• [Set exercise] Display each line of the data below that contains the string "military".

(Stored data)
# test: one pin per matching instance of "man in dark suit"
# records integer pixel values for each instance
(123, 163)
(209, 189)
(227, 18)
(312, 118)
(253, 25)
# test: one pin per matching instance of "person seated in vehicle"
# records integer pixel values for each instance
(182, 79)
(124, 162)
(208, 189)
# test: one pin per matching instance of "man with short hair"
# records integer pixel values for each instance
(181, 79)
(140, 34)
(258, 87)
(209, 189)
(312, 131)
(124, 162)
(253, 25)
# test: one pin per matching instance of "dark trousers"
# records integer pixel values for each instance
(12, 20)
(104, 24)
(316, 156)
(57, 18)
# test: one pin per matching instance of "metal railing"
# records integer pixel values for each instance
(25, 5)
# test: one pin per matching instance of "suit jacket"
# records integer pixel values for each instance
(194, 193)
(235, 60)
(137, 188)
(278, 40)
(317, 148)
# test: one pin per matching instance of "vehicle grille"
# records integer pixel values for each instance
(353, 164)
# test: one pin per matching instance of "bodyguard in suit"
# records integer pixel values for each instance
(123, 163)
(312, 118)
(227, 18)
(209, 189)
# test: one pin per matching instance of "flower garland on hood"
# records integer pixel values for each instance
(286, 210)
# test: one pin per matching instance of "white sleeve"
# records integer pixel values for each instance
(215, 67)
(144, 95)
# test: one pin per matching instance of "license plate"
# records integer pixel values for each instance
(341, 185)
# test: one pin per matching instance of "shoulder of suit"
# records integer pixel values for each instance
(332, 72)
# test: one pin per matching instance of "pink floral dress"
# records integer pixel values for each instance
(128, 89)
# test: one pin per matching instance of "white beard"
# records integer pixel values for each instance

---

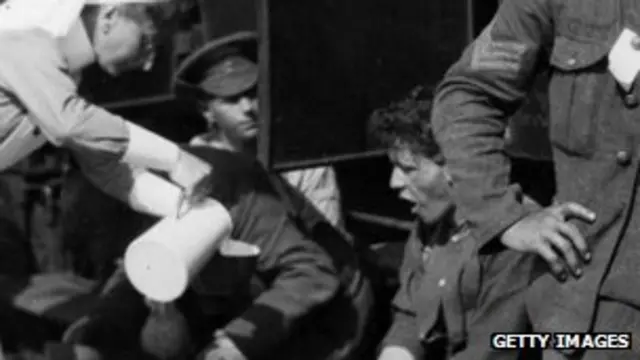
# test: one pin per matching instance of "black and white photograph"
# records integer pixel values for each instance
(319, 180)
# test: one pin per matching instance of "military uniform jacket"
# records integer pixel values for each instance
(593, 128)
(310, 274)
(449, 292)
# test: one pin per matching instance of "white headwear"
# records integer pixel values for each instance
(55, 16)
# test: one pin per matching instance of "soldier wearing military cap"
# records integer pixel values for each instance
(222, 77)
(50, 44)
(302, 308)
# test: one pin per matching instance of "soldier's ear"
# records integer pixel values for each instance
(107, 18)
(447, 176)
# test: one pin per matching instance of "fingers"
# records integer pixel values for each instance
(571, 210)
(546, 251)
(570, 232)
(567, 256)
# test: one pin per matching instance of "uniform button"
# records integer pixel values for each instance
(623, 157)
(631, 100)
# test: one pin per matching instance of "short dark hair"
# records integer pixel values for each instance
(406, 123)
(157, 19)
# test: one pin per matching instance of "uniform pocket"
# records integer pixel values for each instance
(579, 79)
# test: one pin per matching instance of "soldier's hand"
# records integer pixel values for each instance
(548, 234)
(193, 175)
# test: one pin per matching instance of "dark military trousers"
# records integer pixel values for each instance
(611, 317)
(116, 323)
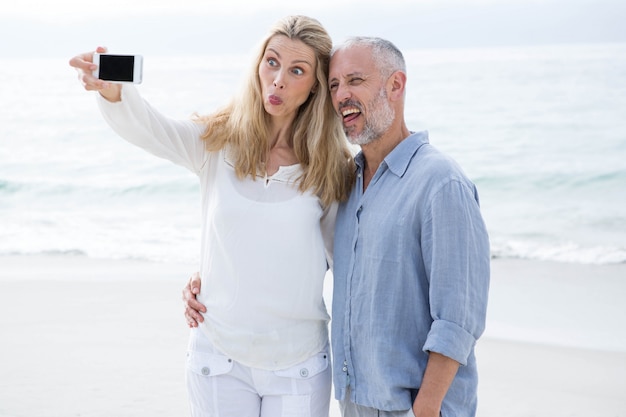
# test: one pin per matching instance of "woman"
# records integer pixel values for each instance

* * *

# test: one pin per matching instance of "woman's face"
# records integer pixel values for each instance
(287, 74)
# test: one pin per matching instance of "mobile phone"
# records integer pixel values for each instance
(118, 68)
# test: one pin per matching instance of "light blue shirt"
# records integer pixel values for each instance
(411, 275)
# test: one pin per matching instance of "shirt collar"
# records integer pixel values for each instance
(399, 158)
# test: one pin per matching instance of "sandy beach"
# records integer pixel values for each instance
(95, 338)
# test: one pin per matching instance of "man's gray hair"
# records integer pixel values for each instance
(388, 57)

• [The response]
# test: one pin per matching instance of "military uniform jacket"
# test: one pin per matching instance of "soldier wearing military cap"
# test: one pin per matching instance of "dark military trousers"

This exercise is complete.